___ Records for processing

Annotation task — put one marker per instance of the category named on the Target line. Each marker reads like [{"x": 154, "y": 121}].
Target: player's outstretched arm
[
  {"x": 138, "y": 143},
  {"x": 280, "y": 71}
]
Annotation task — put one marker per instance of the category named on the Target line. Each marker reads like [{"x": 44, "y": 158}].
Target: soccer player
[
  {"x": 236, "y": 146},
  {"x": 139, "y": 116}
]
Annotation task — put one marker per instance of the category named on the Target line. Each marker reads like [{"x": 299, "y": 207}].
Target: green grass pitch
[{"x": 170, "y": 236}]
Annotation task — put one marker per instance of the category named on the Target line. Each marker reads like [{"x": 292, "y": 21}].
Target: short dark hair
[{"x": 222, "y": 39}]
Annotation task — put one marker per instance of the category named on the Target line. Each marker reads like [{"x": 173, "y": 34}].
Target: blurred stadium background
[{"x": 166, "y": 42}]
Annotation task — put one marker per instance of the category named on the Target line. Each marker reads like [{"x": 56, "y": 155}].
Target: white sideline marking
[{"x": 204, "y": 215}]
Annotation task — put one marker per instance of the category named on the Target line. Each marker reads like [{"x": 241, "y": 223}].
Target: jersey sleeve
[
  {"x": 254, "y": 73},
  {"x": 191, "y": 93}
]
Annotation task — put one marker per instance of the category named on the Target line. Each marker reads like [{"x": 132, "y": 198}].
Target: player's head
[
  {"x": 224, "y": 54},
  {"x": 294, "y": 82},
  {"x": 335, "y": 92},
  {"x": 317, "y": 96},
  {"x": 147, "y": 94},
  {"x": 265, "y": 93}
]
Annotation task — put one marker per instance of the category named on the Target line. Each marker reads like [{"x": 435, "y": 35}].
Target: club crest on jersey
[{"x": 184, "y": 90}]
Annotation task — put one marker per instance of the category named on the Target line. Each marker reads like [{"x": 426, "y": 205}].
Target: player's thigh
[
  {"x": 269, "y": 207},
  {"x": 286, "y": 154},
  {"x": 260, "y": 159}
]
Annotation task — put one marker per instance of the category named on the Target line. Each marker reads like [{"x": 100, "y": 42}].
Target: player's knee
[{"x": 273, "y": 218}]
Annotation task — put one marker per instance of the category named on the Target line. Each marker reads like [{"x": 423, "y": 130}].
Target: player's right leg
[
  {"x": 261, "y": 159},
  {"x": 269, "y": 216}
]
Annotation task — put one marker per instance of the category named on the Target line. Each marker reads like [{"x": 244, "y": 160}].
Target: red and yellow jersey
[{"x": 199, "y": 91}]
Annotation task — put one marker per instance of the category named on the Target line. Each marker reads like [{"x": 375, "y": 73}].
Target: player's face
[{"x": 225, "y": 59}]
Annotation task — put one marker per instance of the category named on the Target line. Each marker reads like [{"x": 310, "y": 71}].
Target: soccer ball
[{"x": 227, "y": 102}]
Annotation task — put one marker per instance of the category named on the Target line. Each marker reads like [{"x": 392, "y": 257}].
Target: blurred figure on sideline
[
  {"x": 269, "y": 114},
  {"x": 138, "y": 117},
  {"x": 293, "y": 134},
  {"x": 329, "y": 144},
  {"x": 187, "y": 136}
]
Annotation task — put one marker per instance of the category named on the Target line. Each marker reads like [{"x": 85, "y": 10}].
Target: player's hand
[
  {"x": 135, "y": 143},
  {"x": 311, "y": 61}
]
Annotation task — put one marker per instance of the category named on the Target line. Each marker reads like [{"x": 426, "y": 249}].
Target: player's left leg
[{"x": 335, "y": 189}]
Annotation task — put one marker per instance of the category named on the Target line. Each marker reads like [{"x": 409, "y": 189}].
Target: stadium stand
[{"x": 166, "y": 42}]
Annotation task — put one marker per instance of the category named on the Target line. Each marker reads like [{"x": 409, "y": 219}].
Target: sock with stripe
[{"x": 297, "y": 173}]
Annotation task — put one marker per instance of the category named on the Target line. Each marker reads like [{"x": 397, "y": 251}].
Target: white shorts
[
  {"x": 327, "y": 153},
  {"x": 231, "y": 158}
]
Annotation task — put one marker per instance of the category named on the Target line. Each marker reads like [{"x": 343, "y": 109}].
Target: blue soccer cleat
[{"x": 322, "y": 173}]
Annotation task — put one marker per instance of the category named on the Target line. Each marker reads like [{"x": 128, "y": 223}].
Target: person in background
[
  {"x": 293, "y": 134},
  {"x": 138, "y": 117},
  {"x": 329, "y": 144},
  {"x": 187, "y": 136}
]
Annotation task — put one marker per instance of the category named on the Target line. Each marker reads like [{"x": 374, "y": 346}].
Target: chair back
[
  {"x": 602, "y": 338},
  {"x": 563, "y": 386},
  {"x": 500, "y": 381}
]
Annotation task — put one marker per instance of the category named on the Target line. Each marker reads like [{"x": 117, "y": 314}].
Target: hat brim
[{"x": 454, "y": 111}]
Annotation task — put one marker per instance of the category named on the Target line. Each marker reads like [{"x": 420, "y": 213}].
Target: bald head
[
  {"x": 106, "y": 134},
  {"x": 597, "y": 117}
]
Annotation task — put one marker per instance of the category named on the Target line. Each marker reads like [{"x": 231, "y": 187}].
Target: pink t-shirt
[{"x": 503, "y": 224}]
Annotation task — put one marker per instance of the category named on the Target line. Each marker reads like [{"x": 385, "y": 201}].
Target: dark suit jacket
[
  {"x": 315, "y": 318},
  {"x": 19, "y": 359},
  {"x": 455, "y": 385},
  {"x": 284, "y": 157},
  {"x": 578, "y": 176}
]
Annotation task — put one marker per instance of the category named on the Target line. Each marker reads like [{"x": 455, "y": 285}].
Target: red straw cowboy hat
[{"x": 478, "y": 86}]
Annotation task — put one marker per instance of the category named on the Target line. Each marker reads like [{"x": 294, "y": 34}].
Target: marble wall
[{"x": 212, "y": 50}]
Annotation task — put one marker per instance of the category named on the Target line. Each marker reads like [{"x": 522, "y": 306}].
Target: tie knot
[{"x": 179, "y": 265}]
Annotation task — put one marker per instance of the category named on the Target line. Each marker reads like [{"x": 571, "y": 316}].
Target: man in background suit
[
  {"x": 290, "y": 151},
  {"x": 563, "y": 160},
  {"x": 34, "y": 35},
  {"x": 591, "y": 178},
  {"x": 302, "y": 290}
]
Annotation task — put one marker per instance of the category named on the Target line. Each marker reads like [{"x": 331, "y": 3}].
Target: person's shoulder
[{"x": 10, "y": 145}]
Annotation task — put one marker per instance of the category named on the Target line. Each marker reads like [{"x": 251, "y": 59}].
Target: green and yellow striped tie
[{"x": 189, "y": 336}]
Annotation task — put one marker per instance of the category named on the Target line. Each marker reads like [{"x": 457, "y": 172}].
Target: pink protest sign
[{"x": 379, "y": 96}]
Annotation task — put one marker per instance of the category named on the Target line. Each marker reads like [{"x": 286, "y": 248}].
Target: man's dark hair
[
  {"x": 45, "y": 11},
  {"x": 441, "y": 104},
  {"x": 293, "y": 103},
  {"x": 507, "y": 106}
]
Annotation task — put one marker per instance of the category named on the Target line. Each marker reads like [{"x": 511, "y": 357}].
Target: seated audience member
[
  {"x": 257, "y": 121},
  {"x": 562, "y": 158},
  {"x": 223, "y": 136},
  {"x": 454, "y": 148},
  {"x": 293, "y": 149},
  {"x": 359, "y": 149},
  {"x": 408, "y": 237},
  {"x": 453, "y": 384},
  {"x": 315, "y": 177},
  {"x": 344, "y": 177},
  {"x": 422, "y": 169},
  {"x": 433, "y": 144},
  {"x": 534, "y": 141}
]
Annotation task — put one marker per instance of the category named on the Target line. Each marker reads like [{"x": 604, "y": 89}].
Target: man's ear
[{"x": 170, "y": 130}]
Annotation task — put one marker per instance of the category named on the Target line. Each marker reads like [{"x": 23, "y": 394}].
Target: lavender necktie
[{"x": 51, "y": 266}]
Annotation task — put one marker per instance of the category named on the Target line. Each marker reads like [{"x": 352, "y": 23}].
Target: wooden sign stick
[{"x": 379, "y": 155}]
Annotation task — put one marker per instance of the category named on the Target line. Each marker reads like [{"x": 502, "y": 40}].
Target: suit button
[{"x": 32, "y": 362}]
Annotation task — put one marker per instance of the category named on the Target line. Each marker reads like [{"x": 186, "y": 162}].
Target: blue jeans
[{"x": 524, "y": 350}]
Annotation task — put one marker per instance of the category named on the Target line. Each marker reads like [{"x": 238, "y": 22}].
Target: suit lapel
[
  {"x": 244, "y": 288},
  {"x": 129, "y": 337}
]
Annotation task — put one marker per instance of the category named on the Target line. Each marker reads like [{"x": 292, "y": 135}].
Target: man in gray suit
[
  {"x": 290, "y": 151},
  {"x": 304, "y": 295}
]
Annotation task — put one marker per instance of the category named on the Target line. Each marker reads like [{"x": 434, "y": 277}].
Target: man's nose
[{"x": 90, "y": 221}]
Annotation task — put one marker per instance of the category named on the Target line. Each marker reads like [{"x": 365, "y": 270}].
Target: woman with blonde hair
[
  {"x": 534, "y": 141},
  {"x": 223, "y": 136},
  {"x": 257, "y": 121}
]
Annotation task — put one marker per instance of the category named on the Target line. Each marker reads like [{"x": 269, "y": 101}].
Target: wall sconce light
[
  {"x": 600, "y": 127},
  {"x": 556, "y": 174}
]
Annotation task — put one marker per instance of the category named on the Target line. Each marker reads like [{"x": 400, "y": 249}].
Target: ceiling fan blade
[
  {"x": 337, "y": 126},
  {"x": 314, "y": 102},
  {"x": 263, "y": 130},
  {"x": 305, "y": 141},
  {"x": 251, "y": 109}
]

______

## What to work on
Locate every line in the items above that contains the word "pink" and reproduce each such line in full.

## Solved problem
Target: pink t-shirt
Target: pink protest sign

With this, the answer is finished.